• TASK INSTRUCTIONS: Pull out every line of the data below that contains the word "barrier", copying each one in full.

-- Begin PROVIDED MATERIAL --

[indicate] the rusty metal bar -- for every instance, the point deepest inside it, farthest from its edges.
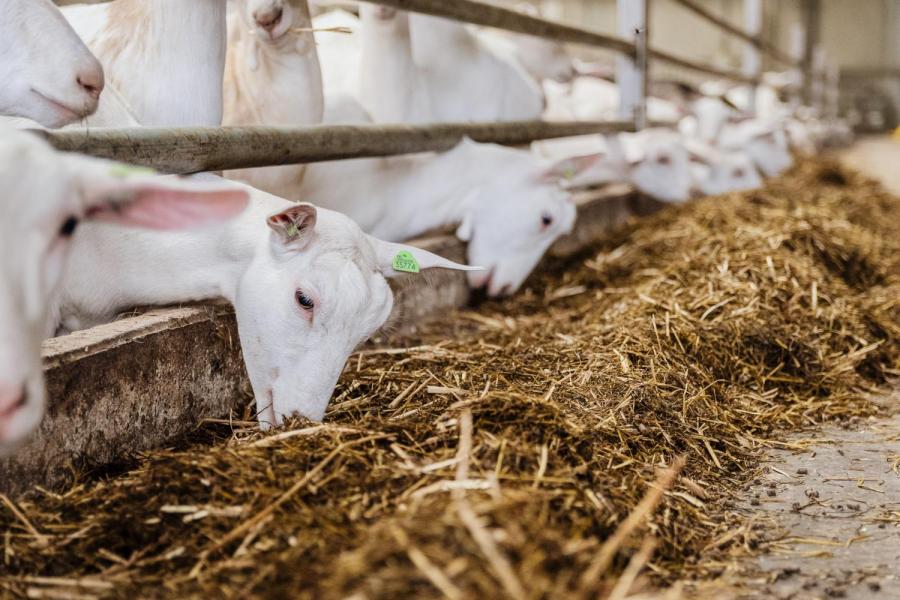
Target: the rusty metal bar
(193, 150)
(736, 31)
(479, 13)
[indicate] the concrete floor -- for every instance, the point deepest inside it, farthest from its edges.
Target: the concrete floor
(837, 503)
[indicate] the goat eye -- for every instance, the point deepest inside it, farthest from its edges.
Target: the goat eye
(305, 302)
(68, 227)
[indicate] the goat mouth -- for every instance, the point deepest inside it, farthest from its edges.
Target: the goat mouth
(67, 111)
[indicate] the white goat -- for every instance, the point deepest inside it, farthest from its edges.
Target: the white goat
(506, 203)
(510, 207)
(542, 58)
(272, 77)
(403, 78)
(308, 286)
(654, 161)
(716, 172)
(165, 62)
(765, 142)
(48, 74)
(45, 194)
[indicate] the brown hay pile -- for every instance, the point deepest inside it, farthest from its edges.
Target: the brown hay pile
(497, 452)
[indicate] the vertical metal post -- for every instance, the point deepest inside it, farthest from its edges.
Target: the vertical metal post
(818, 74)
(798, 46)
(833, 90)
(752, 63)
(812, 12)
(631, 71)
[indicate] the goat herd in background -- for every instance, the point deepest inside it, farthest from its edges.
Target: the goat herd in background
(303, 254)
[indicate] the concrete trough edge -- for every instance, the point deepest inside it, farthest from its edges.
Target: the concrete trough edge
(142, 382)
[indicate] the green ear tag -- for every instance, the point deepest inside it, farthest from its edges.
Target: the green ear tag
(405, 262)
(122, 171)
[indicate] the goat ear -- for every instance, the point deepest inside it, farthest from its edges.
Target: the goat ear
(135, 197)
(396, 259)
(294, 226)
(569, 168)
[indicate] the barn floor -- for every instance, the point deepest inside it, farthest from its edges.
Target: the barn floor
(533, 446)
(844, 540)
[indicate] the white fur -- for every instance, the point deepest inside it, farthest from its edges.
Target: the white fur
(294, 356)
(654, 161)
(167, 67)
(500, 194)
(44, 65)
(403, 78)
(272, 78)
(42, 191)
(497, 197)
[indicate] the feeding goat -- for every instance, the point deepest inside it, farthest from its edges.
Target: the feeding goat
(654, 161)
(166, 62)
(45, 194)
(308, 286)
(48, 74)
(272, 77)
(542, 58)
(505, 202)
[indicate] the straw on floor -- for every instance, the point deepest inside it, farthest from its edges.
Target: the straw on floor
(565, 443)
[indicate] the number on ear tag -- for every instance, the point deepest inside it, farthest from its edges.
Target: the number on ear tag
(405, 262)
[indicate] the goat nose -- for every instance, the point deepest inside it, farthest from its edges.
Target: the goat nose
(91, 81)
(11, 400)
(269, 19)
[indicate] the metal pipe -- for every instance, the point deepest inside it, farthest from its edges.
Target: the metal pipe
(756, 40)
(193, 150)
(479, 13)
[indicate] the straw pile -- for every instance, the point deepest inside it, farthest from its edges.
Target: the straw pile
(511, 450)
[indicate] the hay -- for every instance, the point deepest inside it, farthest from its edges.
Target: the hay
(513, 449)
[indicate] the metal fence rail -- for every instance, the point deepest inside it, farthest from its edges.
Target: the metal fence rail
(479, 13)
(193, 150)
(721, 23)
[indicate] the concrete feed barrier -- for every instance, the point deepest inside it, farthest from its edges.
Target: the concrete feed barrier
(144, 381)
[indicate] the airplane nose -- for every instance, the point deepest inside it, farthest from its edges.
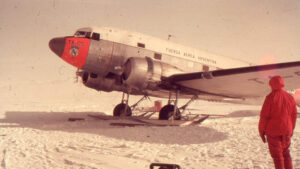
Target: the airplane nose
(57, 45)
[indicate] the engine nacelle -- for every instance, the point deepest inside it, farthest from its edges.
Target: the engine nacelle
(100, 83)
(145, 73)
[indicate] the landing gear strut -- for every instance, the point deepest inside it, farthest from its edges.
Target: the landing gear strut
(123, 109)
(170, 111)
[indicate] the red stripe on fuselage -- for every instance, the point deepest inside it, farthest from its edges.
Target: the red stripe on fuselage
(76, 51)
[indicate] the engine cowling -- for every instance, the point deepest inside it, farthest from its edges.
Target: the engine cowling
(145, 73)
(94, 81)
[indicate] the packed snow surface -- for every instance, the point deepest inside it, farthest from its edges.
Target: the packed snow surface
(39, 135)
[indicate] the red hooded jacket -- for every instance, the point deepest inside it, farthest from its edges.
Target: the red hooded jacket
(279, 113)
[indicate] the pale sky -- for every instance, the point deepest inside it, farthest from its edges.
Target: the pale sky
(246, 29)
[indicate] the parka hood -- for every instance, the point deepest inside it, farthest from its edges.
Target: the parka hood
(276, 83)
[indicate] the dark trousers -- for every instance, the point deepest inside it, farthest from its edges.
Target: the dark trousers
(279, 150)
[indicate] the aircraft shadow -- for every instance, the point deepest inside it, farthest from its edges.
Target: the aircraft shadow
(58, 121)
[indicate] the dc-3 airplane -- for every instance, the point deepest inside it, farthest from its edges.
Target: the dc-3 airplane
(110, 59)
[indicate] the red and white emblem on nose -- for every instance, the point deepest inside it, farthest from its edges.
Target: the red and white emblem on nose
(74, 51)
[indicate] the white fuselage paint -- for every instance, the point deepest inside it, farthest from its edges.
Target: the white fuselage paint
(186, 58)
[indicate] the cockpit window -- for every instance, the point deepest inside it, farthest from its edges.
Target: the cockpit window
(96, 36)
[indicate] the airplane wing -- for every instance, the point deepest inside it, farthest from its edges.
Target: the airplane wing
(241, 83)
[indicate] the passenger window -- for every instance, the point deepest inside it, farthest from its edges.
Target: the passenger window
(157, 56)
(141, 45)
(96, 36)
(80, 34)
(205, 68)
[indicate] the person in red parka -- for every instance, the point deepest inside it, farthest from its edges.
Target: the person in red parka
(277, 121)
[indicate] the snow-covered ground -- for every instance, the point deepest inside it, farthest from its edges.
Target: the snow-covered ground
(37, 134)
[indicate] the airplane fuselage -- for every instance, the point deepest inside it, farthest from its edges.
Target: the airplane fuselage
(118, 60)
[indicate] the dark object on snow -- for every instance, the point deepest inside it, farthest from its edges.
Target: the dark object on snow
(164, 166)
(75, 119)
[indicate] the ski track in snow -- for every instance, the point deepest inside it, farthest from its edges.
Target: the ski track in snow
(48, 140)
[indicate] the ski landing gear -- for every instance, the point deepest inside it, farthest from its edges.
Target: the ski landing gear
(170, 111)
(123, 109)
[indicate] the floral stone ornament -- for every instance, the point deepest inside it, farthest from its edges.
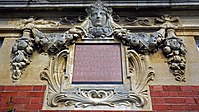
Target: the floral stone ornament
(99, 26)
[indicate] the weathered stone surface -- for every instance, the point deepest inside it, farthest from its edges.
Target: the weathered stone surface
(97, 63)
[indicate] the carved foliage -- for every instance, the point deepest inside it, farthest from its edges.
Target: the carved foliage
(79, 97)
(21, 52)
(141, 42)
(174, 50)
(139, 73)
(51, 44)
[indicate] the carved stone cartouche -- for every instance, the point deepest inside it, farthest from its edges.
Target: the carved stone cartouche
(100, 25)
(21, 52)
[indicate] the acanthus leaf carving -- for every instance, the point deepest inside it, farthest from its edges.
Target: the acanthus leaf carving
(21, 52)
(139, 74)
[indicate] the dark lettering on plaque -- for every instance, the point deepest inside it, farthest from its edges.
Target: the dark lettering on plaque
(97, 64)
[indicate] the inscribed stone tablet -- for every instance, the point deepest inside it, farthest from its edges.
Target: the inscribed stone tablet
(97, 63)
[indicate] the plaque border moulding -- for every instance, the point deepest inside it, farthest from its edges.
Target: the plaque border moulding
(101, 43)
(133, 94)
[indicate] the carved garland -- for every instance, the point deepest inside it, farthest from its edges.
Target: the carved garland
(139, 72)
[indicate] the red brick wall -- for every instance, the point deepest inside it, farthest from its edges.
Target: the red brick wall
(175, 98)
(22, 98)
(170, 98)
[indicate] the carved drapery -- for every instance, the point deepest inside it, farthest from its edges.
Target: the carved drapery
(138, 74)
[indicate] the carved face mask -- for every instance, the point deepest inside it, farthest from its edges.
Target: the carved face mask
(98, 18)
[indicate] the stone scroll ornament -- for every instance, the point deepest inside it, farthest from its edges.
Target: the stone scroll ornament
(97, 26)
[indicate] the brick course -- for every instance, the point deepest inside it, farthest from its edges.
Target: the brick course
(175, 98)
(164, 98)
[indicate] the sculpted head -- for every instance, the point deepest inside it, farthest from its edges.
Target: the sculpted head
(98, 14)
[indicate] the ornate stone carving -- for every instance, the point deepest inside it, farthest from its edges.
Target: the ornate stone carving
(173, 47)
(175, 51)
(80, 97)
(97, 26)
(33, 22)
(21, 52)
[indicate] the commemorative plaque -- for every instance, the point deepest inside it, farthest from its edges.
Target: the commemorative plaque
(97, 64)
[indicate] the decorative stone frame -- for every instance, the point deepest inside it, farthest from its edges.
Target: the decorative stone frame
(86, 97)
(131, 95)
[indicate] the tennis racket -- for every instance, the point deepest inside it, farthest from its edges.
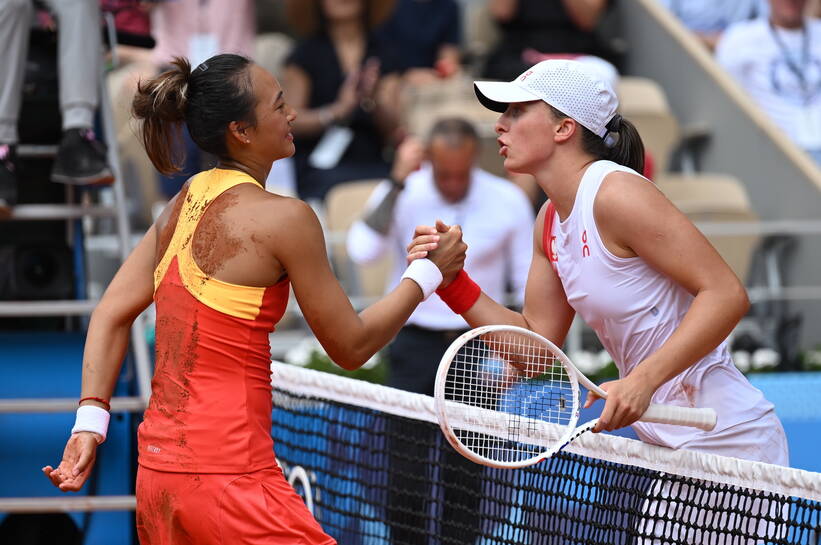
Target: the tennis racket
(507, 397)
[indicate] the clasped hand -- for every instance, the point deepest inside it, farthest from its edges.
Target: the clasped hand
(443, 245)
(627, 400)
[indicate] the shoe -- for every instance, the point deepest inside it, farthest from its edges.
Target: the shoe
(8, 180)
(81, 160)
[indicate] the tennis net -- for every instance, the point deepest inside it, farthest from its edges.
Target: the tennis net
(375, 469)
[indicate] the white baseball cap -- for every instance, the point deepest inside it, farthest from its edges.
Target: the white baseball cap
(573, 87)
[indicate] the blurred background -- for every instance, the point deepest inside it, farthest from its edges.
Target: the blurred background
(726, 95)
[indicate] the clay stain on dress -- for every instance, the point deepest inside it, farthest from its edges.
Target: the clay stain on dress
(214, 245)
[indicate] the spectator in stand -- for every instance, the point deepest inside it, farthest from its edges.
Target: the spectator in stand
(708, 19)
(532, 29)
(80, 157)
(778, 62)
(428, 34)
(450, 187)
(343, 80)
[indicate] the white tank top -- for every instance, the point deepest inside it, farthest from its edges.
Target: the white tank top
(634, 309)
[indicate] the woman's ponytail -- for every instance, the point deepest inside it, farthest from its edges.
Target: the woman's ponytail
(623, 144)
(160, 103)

-- End PROVIDED MATERIAL --
-- Begin PROVIDED MATERIAL --

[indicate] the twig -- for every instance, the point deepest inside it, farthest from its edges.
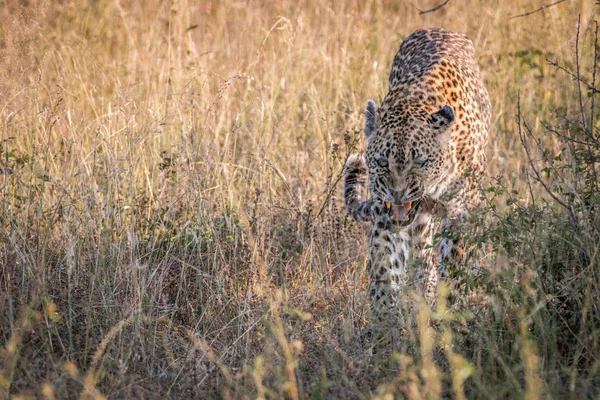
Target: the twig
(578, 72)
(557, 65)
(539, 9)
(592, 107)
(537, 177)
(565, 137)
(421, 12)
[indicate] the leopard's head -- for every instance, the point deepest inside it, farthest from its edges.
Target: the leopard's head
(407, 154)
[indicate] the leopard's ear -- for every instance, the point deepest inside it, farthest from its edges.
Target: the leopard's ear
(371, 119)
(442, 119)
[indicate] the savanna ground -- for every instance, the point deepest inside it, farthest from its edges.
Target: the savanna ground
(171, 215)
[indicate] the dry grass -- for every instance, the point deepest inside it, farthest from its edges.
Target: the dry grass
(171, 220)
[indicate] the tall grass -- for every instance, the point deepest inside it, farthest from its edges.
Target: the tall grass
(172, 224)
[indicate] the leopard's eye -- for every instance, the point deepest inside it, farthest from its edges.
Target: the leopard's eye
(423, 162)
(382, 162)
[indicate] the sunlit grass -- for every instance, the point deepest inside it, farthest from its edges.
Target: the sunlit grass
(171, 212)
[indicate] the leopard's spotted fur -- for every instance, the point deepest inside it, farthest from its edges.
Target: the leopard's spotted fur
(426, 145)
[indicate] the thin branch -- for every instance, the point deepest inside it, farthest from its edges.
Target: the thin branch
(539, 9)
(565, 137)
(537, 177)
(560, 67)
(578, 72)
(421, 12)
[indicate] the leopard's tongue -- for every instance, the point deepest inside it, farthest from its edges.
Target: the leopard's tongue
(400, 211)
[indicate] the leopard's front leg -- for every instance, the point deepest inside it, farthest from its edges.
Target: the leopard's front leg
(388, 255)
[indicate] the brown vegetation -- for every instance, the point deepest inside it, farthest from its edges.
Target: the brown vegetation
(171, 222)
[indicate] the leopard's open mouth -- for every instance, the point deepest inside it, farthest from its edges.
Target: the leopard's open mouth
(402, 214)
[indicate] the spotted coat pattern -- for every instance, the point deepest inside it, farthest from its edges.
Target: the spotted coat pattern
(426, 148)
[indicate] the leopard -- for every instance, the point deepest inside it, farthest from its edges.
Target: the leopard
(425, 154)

-- End PROVIDED MATERIAL --

• CORRECT ANSWER:
[indicate] the concrete feed barrier -- for every instance, the point deepest inside it, farthest from its edges.
Target: the concrete feed barrier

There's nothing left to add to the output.